The good news:  I took every single medication allowable for pregnant women to help me get through the rest of the morning, and I think the tylenol has kicked in a bit at least.  My head does feel a bit less like imploding.

Happy Trails!!!

******Update on my bad morning*********
  Okay, so of course, things weren’t quite as bad as they seemed.  The tylenol eased the pressure in my head so much that I am again a functioning person.  Phew!
   I actually put Dan in the stroller and walked us to the school because I believe that using energy gives your more energy, and I needed some energy!  I arrived at the school to help with staff appreciation breakfast cleanup, only to discover that I had the time wrong, and they’d already done it all without me.  Sad.
   Daniel and I came home and got ready for yoga and had a great yoga session, so I’m glad I didn’t cancel on account of my sinus head.  I told Monica (my yoga instructor) that I need to take pictures of myself doing these yoga poses this pregnant, just to prove that I really did do it!  Ha!  So Monica whipped out her camera and took a few photos.
  Like most women, I don’t love being photographed all big pregnant, but when I’m not pregnant those crazy pregnant pictures are like a badge of honor to look back on, especially when you have the watermelon belly, you know?

EXERCISE ->
Print the entire post above about the headache morning and the yoga session, word for word and unchanged.

[Region pointing data]
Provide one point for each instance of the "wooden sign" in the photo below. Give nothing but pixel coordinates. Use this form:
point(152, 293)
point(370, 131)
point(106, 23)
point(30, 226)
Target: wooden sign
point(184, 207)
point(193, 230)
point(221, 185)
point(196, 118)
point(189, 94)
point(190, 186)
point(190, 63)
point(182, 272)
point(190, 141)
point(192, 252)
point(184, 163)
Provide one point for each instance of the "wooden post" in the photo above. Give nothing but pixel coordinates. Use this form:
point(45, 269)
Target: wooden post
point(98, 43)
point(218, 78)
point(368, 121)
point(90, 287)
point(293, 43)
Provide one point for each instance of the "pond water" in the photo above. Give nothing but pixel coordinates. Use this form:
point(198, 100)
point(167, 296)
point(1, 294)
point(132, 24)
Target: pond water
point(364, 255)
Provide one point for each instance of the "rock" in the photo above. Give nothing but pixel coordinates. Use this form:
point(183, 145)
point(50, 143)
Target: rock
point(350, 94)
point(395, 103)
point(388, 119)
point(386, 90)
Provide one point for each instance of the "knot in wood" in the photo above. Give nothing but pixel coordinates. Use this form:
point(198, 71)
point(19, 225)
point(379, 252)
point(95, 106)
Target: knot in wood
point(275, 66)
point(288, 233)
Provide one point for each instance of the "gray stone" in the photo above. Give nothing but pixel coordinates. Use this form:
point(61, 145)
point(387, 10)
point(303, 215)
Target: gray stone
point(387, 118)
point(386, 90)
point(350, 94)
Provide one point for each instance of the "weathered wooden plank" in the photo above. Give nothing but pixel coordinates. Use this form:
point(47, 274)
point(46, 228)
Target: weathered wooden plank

YOUR SOLUTION ->
The good news:  I took every single medication allowable for pregnant women to help me get through the rest of the morning, and I think the tylenol has kicked in a bit at least.  My head does feel a bit less like imploding.

Happy Trails!!!

******Update on my bad morning*********
  Okay, so of course, things weren’t quite as bad as they seemed.  The tylenol eased the pressure in my head so much that I am again a functioning person.  Phew!
   I actually put Dan in the stroller and walked us to the school because I believe that using energy gives your more energy, and I needed some energy!  I arrived at the school to help with staff appreciation breakfast cleanup, only to discover that I had the time wrong, and they’d already done it all without me.  Sad.
   Daniel and I came home and got ready for yoga and had a great yoga session, so I’m glad I didn’t cancel on account of my sinus head.  I told Monica (my yoga instructor) that I need to take pictures of myself doing these yoga poses this pregnant, just to prove that I really did do it!  Ha!  So Monica whipped out her camera and took a few photos.
  Like most women, I don’t love being photographed all big pregnant, but when I’m not pregnant those crazy pregnant pictures are like a badge of honor to look back on, especially when you have the watermelon belly, you know?